Copy the following lines verbatim, reproducing each one without any change.

+++ Listed entries +++

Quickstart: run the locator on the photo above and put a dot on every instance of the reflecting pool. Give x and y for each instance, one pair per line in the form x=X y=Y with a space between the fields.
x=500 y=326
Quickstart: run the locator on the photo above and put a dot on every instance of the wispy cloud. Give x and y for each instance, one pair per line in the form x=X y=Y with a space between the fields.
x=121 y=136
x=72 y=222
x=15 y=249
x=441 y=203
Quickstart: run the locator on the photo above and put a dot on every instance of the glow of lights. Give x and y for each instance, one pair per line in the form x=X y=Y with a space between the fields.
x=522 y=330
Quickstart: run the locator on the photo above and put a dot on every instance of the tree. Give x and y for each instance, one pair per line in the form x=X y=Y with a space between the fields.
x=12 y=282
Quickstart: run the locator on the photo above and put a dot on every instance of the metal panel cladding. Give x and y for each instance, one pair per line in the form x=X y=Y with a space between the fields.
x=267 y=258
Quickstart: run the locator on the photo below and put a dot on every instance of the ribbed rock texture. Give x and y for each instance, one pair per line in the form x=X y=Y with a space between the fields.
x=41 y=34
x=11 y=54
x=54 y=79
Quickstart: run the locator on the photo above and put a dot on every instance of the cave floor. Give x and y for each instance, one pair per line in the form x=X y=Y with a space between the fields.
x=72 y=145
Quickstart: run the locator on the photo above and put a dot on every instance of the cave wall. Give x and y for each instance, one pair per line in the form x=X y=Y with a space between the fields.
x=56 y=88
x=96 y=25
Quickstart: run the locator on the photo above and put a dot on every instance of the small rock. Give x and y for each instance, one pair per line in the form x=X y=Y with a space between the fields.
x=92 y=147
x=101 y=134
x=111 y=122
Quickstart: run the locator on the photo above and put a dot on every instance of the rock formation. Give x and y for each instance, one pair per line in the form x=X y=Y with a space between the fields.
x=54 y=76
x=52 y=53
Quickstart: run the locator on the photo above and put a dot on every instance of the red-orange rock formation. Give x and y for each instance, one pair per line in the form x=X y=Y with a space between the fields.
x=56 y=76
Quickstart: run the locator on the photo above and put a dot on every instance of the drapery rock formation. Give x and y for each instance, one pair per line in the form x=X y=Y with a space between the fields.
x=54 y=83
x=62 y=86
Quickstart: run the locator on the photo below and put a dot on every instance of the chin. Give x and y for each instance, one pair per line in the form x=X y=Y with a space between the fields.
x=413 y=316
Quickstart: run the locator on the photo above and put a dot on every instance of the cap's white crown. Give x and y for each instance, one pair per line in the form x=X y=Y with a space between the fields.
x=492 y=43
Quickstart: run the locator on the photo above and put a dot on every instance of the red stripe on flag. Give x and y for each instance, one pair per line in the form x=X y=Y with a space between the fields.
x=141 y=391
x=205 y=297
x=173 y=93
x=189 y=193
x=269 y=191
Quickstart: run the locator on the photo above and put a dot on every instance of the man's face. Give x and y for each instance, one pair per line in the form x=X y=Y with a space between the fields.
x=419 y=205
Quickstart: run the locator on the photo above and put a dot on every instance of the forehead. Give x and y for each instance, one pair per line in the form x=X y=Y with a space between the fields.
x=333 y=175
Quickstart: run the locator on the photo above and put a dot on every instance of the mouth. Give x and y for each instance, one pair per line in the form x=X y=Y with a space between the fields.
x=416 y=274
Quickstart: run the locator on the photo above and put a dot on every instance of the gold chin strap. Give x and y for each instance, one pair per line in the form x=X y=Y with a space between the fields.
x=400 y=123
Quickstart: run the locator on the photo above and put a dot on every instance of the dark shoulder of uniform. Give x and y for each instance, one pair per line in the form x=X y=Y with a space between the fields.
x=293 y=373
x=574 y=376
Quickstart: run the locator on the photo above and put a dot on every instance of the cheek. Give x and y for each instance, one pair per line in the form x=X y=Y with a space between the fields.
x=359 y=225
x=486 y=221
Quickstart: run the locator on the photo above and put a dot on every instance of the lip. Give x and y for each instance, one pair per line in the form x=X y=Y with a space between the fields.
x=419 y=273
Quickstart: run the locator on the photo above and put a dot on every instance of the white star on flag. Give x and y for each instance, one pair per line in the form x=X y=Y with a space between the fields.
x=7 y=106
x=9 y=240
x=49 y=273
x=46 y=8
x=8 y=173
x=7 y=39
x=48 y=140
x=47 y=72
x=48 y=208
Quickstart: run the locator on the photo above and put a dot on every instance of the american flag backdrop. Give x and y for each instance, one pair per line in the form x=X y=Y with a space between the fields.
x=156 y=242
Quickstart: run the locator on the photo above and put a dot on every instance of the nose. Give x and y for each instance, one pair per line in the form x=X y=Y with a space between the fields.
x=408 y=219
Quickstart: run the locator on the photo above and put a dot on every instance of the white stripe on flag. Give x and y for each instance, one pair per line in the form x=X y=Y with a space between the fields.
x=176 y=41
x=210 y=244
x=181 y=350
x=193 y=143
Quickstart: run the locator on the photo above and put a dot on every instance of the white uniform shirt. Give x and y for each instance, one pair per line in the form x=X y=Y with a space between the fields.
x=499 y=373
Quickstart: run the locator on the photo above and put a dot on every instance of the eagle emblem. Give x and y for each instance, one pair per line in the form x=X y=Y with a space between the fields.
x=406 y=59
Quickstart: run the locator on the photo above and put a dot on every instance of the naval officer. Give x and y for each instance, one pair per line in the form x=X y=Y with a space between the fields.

+++

Finished task
Quickstart: run the locator on the photo above and put a dot on every instance of the reflecting pool. Give x and y for each instance, one pair per line in the form x=X y=Y with a space between the fields.
x=500 y=326
Quickstart: run the locator on the photo above and put a dot on every instance of the wispy cloud. Give x and y for each instance, one pair per line in the form x=X y=Y with a space between the fields.
x=121 y=136
x=72 y=222
x=15 y=249
x=441 y=203
Quickstart: run the locator on the photo above and put a dot on every instance of the glow of lights. Give x and y for each instance, one pair per line in the form x=X y=Y with a space between the fields.
x=522 y=330
Quickstart: run the locator on the photo above and put a dot on every instance of the tree. Give x and y for each instance, one pair per line in the form x=X y=Y with a space between the fields.
x=12 y=282
Quickstart: run the locator on the photo above and put a dot on every instance of the metal panel cladding. Give x and y for each instance, one pair per line in the form x=X y=Y with a space between the fields.
x=267 y=258
Quickstart: run the locator on the photo below and put a dot on every instance of the ribbed rock texture. Give x and y for each instance, one pair per line in the form x=X y=Y with a space between the fields.
x=41 y=34
x=11 y=54
x=54 y=79
Quickstart: run the locator on the photo above and put a dot on every instance of the cave floor. Give x and y for each instance, one pair per line in the form x=X y=Y with a space between the fields.
x=72 y=145
Quickstart: run the locator on the photo above and put a dot on every instance of the cave wall. Give x and y for each instance, one pair per line in the form x=X y=Y with a space between the fields.
x=56 y=88
x=96 y=25
Quickstart: run the locator on the photo above and put a dot on every instance of the small rock. Give x and y for each instance, one pair per line in the form x=X y=Y with a space between the fields.
x=92 y=147
x=101 y=134
x=111 y=122
Quickstart: run the locator on the photo above and put a dot on every instance of the rock formation. Give x and y for each instance, one pair per line in the form x=X y=Y with a space between the fields.
x=54 y=76
x=52 y=53
Quickstart: run the locator on the photo above and put a dot on every instance of the red-orange rock formation. Give x and y for each instance, one pair per line in the form x=X y=Y with a space between the fields.
x=56 y=76
Quickstart: run the locator on the photo above and put a dot on every instance of the drapery rock formation. Give x and y for each instance, one pair per line in the form x=X y=Y with a space between the fields.
x=54 y=83
x=62 y=86
Quickstart: run the locator on the photo below and put a dot on every instance of the chin. Give x and y for each instance, one pair per line in the form x=X y=Y with a space between the fields.
x=413 y=316
Quickstart: run the locator on the photo above and put a dot on every instance of the cap's white crown. Give x and y for each instance, one pair per line in the form x=X y=Y with a space between the fields.
x=492 y=43
Quickstart: run the locator on the photo above and put a dot on every instance of the red stripe on flag. Give x and y for each instance, one pair per line in the form x=X y=Y with a space between the fields.
x=141 y=391
x=205 y=297
x=173 y=93
x=189 y=193
x=269 y=191
Quickstart: run the locator on the photo above and put a dot on every instance of the man's face. Give x and y for each instance, one pair per line in the form x=X y=Y with a space between the fields.
x=419 y=205
Quickstart: run the locator on the photo above and put a dot on every instance of the forehead. Give x and y for each instance, one pair per line in the form x=X y=Y with a space between the fields.
x=333 y=175
Quickstart: run the locator on the photo above and put a dot on every instance of the mouth. Give x and y for each instance, one pair per line in the form x=X y=Y with a space between the fields.
x=416 y=274
Quickstart: run the locator on the photo above and put a dot on every instance of the gold chin strap. Give x and y for each instance, one pair per line in the form x=X y=Y with a space between the fields.
x=400 y=123
Quickstart: run the locator on the photo above and put a dot on every instance of the dark shoulder of uniform. Give x and y for each instance, one pair per line in the form x=X y=Y with a space between the fields.
x=293 y=373
x=574 y=376
Quickstart: run the locator on the photo above and put a dot on every instance of the cheek. Give x and y for each instance, one pair per line in the form x=X y=Y with a space between the fields.
x=359 y=225
x=486 y=221
Quickstart: run the locator on the photo above and put a dot on every instance of the lip. Give x and y for each instance, one pair per line in the form x=X y=Y with a space between the fields.
x=419 y=273
Quickstart: run the locator on the photo above and put a dot on every instance of the white star on flag. Give x and y for each instance, one pair per line in the form x=X y=Y with a space between the fields.
x=7 y=106
x=9 y=240
x=49 y=273
x=46 y=8
x=8 y=173
x=7 y=39
x=48 y=140
x=47 y=72
x=48 y=208
Quickstart: run the locator on the photo above and put a dot on every instance of the american flag backdrop. Give x and y for each instance, one pair per line in the form x=X y=Y with a space between the fields.
x=156 y=242
Quickstart: run the locator on the photo above and put a dot on every instance of the nose. Give x and y for each instance, one pair per line in the form x=X y=Y with a space between the fields.
x=408 y=219
Quickstart: run the locator on the photo above and put a dot on every instance of the white stripe on flag. Give x and y for each instance, one pair per line in the form x=X y=Y with a space between the fields.
x=176 y=41
x=210 y=244
x=181 y=350
x=193 y=143
Quickstart: run the locator on the photo above and put a dot on every instance of the white uniform shirt. Give x and y for each instance, one pair per line in the form x=X y=Y with a space between the fields.
x=499 y=373
Quickstart: run the locator on the photo above and put a dot on every instance of the eagle emblem. Give x and y for each instance, one pair per line in the form x=X y=Y with a space between the fields.
x=406 y=59
Quickstart: run the locator on the photo above and put a dot on every instance of the naval officer. Give x and y for each instance, one pair per line in the form x=X y=Y with a space between the fields.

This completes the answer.